### PROBLÈMES À RÉSOUDRE
1. Mettez à jour le passage de l'extrait compris entre « Au-delà des obstacles » et « 11 septembre 2011. », bornes incluses, en remplaçant « Libye » par « Mauritanie ».
2. Relevez toutes les expressions placées entre guillemets dans l'extrait.

### EXTRAIT CHOISI

:::::

Même si les armes ont temporairement cessé de crépiter dans cette partie méridionale du Sénégal, la paix y demeure encore très fragile pour le moment, au regard des velléités sécessionnistes qui rejaillissent et dont la finalité est de morceler le « petit » pays qu'est le Sénégal. De plus, les anciennes zones d'affrontement sont parsemées de mines anti-personnel et le conflit a poussé une partie des populations à migrer vers l'intérieur. Ce conflit mal connu en Afrique est à vraie dire un « caillou dans la chaussure » du Sénégal qui aspire se projeter sur la scène continentale. Car, il devra non seulement se démener pour le résoudre, mais aussi, le risque de perdre son contrôle sur cette région considérée comme le « grenier du Sénégal »513(*) le rendrait davantage dépendant de l'extérieur. Toute chose qui n'est pas de bon augure pour ses ambitions panafricaines. Pour le moment néanmoins, il est contraint de construire l'UA avec un « ennemi » interne.

Au-delà des obstacles socio-économiques, politiques et culturelles propres entre autres au Sénégal et à la Libye, sont apparues de façon reconnaissable d'autres entraves. Celles-ci proviennent de leur environnement externe et pèsent d'un poids vraisemblable sur le processus de construction d'un « espace pertinent pour l'action »514(*) en Afrique.

* 499Propos tenus par le président Wade lors de l'interview accordée à Africa24 le 11 septembre 2011.

:::::

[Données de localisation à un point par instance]
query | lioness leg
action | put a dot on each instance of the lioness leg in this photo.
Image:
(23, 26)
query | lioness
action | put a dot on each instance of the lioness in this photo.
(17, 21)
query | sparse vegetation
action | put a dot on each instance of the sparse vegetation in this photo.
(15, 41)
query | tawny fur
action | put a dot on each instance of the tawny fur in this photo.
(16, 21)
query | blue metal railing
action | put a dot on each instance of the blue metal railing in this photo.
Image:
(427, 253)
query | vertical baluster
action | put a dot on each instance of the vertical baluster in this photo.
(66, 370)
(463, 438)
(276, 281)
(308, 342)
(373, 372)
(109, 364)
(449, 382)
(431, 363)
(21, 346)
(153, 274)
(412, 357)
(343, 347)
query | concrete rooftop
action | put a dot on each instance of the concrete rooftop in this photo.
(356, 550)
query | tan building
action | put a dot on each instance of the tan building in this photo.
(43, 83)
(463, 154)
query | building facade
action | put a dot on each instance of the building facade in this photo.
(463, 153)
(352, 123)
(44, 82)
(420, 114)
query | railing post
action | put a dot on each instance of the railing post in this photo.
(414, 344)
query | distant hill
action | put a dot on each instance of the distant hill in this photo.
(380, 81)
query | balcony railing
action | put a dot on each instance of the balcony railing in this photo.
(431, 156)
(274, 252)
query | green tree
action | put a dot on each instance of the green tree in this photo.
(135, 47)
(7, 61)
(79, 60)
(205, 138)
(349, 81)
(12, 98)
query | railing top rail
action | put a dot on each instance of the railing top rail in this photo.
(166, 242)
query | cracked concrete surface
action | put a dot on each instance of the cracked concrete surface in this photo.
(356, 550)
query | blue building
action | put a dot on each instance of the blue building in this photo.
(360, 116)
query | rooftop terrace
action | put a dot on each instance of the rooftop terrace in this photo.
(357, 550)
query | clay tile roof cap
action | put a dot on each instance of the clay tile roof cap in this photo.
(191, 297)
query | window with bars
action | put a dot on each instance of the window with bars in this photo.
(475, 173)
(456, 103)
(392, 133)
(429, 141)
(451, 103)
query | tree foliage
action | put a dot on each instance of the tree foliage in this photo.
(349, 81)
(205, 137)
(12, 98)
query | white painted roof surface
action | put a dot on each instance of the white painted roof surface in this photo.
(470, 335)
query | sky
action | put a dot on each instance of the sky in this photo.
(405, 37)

:::::

### RÉPONSES PAR TÂCHE
1.
Au-delà des obstacles socio-économiques, politiques et culturelles propres entre autres au Sénégal et à la Mauritanie, sont apparues de façon reconnaissable d'autres entraves. Celles-ci proviennent de leur environnement externe et pèsent d'un poids vraisemblable sur le processus de construction d'un « espace pertinent pour l'action »514(*) en Afrique.

* 499Propos tenus par le président Wade lors de l'interview accordée à Africa24 le 11 septembre 2011.

2.
« petit »
« caillou dans la chaussure »
« grenier du Sénégal »
« ennemi »
« espace pertinent pour l'action »